- [TEXTO DE ORIGEM]:
Será que existe mesmo alguma coisa que as mulheres não possam fazer?

Na primeira vez que estive em Nazaré da Mata, no interior de Pernambuco, para conhecer o Maracatu Rural, ouvi várias teorias sobre “porque uma mulher não pode ser caboclo de lança”, o principal personagem dessa brincadeira de Carnaval.

Maracatu Rural grupo Feminino Coração Nazareno

Algumas explicações levavam em conta os aspectos físicos, da (pouca) força feminina: “a indumentária toda pesa mais de 30kg e seria muito puxado para uma mulher ficar vários dias seguidos fazendo tanto esforço físico de baixo do sol escaldante de fevereiro”. Basicamente, a crença era de que as mulheres ou não aguentariam ou não iriam se divertir nessas condições.

Outras explicações eram de ordem social: “as mulheres não vão deixar seus filhos pra traz pra brincar o Carnaval” ou “os pais e maridos não vão deixar as mulheres viajarem sozinhas” ou ainda “os homens nunca vão aceitar um grupo de mulheres. Ninguém vai querer assistir uma apresentação delas”.

Princesa do Maracatu Coração Nazareno em viagem para fazer apresentações

Outras ainda, eram quase ameaçadoras da feminilidade, afirmando que “as mulheres vão se masculinizar se começarem a dançar o maracatu”.

- [DADOS BRUTOS]:
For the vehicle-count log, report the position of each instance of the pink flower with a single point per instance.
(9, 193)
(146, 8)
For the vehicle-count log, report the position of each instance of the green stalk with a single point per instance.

- [TAREFAS PROPOSTAS]:
- 1) Responda com base no texto sobre o Maracatu Rural:
(a) Em que cidade e em que estado se deu a primeira visita relatada?
(b) Segundo as explicações de ordem física, quanto pesa a indumentária completa?
(c) Que consequência para as mulheres era afirmada pelas explicações "quase ameaçadoras da feminilidade"?
- 2) Continue o texto sobre o Maracatu Rural a partir da última frase apresentada.

- [RESPOSTAS]:
- 1)
(a) Em Nazaré da Mata, no interior de Pernambuco.
(b) Mais de 30 kg.
(c) Que as mulheres iriam se masculinizar se começassem a dançar o maracatu.

- 2)
Ouvi também algumas generalizações completamente infundadas como “as mulheres estão felizes com os papeis (secundários) que ocupam hoje” ou “as mulheres brigam e não vão conseguir formar um grupo coeso” ou ainda “as mulheres competem entre si e não se alegram com o sucesso e a beleza das outras, nunca vão conseguir ter um grupo!”.

Sem contar algumas afirmações que não refletem a mais pura crendice sem sentido como “Dá azar uma mulher cruzar na frente de um caboclo de lança, imagine uma mulher ser um caboclo de lança!”.

Dois anos depois, ao voltar para a cidade, tive a oportunidade inesquecível de acompanhar as apresentações do grupo Coração Nazareno, um grupo composto só de mulheres. Um grupo que desafia todas as tradições e prova que as mulheres são realmente capazes de tudo.

Não dá pra deixar as crianças sozinhas em casa? Levamos as meninas para fazer parte do grupo desde cedo!

A indumentária é pesada demais? Fazemos uma adaptação no surrão para que fique um pouquinho mais leve!

Maracatu Coração Nazareno e a delicadeza das mulheres

Risco de se masculinizarem? Não vi nenhum! Muito pelo contrário, o que vi foram caboclas com brincos lindos, batom vermelho e unhas pintadas combinando com a gola. Muito apoio, muito carinho, muita preocupação com o sucesso (individual e do grupo), muito cuidado, não só com as crianças, mas com todas as participantes. Mulheres cuidadoras como mães e irmãs sempre são.

E se alguém ainda achava que elas iam fazer pouco sucesso, a agenda das moças estava lotada de apresentações. Viajaram durante todo o Carnaval de cidade em cidade pra se apresentar. Teve até uma apresentação em Recife! Todas com um público muito numeroso e atento.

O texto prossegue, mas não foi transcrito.